#### Data supplied

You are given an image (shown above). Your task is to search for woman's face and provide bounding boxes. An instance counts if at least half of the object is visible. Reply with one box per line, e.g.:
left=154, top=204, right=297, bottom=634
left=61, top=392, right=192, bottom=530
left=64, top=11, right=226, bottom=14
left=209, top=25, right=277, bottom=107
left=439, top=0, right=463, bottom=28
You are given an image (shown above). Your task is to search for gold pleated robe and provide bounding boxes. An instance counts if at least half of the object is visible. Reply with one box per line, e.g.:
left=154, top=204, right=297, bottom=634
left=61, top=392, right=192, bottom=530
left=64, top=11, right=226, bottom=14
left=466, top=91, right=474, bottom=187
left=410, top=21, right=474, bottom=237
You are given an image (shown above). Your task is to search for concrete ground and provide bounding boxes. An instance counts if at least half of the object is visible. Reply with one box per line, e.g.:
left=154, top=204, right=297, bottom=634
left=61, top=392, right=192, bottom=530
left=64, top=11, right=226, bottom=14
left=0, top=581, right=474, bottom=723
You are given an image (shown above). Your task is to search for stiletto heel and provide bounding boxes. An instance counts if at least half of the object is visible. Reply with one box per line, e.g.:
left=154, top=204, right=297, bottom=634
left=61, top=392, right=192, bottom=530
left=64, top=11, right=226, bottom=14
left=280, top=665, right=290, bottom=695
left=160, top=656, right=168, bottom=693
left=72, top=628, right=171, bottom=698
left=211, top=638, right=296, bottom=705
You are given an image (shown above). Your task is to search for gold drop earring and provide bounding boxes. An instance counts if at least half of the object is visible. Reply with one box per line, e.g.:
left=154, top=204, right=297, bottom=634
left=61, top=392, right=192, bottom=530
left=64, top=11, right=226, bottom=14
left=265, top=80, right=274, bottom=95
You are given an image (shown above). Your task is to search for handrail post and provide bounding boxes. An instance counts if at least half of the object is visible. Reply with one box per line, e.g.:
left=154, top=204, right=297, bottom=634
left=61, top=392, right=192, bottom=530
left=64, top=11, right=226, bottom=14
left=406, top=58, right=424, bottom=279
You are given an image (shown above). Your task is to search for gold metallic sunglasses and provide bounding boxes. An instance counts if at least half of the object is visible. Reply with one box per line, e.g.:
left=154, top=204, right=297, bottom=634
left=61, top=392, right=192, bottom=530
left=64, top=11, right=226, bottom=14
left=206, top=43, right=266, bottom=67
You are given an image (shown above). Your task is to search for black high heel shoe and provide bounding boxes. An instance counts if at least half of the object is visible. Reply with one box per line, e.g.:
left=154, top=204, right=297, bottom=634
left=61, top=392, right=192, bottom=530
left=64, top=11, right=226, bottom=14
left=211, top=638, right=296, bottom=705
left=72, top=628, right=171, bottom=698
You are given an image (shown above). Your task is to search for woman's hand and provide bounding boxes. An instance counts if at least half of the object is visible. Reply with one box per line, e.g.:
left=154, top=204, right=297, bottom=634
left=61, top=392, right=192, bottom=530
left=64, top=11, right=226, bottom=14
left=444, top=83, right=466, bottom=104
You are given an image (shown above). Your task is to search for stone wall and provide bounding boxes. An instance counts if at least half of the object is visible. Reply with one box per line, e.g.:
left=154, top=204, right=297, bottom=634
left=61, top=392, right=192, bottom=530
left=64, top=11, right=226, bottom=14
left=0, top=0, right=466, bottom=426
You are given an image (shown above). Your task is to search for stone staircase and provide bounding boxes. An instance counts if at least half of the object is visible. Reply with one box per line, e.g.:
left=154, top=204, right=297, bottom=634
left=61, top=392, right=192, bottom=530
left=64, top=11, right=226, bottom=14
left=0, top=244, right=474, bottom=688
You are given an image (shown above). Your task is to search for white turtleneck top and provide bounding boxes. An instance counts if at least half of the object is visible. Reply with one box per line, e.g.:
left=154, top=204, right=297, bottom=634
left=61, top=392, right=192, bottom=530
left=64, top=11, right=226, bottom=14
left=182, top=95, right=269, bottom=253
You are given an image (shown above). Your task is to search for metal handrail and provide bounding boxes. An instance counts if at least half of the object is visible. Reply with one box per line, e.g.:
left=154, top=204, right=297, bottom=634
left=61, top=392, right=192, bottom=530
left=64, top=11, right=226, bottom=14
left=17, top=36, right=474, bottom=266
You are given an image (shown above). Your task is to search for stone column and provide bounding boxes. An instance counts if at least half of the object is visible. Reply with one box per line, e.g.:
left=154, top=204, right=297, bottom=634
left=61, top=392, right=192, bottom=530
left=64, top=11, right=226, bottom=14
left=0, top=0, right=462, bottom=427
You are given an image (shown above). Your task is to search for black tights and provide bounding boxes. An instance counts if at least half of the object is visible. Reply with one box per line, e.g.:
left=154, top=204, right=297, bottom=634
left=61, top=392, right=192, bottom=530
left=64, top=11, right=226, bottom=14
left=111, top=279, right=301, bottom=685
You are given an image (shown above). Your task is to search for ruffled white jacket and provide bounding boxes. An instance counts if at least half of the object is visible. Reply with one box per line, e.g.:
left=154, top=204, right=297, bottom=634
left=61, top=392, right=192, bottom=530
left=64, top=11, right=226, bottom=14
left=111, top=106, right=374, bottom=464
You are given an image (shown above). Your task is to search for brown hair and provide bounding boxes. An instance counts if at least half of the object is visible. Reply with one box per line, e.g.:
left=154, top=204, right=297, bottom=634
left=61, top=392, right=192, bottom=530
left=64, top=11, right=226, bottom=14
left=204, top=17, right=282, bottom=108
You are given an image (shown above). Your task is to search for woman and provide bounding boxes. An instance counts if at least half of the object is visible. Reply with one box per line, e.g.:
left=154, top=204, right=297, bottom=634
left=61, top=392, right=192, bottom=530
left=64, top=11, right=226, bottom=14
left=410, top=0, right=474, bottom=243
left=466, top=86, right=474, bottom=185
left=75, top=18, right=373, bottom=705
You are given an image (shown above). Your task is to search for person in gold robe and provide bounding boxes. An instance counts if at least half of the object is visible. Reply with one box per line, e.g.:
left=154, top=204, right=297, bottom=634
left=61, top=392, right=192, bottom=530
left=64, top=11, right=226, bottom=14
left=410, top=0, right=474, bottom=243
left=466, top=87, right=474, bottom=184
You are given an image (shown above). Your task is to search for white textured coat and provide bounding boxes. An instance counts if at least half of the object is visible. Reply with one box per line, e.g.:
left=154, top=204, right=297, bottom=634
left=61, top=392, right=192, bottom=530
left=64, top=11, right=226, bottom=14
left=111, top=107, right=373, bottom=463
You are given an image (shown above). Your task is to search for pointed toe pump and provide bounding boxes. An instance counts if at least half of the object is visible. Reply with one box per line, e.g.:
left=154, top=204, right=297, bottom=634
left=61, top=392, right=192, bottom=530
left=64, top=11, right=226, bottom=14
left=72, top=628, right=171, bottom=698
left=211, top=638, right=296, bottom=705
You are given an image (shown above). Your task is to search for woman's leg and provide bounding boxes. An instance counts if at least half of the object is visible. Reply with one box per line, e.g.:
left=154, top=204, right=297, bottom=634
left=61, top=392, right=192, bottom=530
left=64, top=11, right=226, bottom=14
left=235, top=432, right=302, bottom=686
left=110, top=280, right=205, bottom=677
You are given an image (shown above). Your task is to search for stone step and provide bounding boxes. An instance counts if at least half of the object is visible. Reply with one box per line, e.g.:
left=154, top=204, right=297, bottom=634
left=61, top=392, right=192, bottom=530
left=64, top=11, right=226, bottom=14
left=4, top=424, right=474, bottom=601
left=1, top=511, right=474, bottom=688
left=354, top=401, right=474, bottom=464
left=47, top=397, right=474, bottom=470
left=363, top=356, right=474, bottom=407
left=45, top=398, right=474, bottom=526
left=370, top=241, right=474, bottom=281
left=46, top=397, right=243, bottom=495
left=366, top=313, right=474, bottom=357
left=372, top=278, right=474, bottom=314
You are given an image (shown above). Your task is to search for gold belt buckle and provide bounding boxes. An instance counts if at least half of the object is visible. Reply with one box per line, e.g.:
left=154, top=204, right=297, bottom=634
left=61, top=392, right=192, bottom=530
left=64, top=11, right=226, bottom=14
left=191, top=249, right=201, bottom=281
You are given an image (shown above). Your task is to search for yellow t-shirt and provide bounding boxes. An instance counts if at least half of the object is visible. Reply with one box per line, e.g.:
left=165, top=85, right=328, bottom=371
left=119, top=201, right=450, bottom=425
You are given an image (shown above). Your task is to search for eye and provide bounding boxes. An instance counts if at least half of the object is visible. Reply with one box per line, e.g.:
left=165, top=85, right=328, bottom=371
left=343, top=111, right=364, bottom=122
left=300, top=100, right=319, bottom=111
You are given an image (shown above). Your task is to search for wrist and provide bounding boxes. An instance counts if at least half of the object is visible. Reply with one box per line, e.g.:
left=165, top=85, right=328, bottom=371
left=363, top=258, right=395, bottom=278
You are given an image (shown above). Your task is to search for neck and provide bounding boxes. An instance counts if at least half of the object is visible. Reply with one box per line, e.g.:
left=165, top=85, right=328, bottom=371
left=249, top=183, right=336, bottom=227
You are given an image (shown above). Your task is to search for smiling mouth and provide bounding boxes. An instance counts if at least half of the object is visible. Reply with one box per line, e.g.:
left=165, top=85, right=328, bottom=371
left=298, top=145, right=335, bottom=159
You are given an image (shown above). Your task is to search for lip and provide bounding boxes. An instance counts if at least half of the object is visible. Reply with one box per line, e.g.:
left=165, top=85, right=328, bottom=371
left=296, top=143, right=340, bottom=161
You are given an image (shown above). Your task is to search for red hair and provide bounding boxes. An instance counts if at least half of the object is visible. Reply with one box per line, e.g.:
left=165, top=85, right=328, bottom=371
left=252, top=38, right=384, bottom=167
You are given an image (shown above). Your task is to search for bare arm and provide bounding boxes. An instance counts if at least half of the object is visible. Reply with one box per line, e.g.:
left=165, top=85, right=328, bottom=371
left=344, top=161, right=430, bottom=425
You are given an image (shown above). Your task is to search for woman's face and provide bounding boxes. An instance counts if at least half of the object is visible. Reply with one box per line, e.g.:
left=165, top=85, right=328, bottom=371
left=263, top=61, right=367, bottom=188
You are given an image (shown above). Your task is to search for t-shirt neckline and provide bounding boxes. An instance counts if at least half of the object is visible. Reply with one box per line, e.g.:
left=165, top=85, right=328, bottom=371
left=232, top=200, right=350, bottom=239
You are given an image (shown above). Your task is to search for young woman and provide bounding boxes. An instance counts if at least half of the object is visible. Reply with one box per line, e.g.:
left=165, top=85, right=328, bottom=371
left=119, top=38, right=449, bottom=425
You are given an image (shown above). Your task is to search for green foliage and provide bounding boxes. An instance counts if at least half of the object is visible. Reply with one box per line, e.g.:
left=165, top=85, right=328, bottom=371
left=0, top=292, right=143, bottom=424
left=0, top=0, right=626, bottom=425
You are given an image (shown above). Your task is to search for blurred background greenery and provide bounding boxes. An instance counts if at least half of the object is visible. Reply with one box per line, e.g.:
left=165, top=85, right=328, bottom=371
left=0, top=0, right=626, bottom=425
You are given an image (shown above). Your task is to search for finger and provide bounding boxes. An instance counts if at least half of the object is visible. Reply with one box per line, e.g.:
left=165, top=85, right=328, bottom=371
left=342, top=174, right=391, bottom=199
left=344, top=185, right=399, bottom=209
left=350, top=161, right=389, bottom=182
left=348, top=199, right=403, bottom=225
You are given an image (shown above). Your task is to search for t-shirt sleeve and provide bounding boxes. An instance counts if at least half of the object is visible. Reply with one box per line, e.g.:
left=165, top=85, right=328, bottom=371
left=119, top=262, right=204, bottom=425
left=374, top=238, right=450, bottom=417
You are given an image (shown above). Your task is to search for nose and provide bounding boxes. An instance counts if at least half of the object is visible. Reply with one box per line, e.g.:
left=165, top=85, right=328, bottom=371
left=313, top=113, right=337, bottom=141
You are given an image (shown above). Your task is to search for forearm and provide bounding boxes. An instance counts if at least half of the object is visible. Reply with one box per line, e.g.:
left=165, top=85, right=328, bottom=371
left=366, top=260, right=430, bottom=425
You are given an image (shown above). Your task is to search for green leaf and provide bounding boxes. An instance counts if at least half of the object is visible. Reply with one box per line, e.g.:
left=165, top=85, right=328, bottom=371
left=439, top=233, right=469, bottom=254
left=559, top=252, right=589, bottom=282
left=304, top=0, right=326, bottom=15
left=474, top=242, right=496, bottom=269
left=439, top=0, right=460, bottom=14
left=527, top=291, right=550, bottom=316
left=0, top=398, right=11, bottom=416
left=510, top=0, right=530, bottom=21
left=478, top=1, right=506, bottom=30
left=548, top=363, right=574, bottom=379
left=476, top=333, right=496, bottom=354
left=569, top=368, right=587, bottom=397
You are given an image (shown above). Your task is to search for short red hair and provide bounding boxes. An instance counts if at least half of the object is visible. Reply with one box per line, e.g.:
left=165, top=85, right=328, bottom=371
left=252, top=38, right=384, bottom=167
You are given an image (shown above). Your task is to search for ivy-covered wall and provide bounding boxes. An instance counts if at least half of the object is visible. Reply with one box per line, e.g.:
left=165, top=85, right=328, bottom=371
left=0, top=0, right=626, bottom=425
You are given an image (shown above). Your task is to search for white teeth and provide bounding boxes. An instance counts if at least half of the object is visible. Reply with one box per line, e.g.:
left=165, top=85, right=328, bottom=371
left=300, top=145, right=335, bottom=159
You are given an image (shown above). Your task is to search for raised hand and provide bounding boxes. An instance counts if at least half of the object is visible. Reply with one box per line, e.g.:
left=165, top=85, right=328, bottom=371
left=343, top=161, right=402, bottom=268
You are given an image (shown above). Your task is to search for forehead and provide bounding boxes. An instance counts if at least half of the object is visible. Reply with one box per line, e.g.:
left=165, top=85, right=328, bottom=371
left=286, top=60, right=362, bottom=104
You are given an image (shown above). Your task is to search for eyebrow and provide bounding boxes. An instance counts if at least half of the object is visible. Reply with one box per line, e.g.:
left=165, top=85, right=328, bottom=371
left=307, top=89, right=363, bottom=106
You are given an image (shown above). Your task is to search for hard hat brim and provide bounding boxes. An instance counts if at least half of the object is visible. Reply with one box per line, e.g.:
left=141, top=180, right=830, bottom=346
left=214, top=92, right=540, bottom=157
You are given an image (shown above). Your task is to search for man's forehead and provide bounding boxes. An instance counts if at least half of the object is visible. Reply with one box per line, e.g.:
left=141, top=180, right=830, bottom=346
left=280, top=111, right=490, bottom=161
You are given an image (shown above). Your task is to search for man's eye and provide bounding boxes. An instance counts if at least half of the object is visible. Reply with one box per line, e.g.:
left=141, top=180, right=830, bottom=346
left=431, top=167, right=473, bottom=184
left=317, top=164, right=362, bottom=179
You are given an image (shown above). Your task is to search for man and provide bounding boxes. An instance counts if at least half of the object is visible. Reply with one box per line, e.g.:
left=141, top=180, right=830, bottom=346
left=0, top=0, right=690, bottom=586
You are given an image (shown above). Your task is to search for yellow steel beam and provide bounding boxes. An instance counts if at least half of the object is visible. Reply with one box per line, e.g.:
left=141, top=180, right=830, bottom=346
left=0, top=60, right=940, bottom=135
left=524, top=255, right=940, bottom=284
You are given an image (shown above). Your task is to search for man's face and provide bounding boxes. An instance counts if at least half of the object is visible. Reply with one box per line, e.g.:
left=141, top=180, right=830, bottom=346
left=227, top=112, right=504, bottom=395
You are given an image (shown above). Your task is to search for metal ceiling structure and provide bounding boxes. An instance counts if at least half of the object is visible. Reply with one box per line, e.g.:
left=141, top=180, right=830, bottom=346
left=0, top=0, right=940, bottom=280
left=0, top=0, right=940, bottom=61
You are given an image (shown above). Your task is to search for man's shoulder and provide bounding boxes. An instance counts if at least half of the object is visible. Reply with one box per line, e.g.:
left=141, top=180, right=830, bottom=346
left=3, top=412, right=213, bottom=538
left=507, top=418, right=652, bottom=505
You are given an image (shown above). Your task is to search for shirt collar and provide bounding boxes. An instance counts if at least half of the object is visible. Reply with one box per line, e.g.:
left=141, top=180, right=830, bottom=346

########

* _Stated goal_: Can you repeat, word for word, the lines above from the one containing "for man's forehead" through the one containing "left=0, top=0, right=690, bottom=586", with both of those lines included?

* _Exercise solution_:
You are given an image (shown above). Your task is to search for man's forehead and provide bounding boxes. An instance counts if at least half of the object is visible. Reply with one box per line, e.g.:
left=141, top=180, right=830, bottom=346
left=280, top=111, right=490, bottom=161
You are given an image (shown above). Your task is to search for man's eye and provide bounding boxes. An instance counts if at least half of the object is visible. Reply with one box per line, e.g.:
left=141, top=180, right=830, bottom=346
left=431, top=167, right=473, bottom=184
left=317, top=164, right=362, bottom=179
You are given an image (shown above). Your task is to search for man and provide bounding boxes. An instance counts if at least half of the object is visible. Reply with one box per line, e.g.:
left=141, top=180, right=830, bottom=346
left=0, top=0, right=690, bottom=586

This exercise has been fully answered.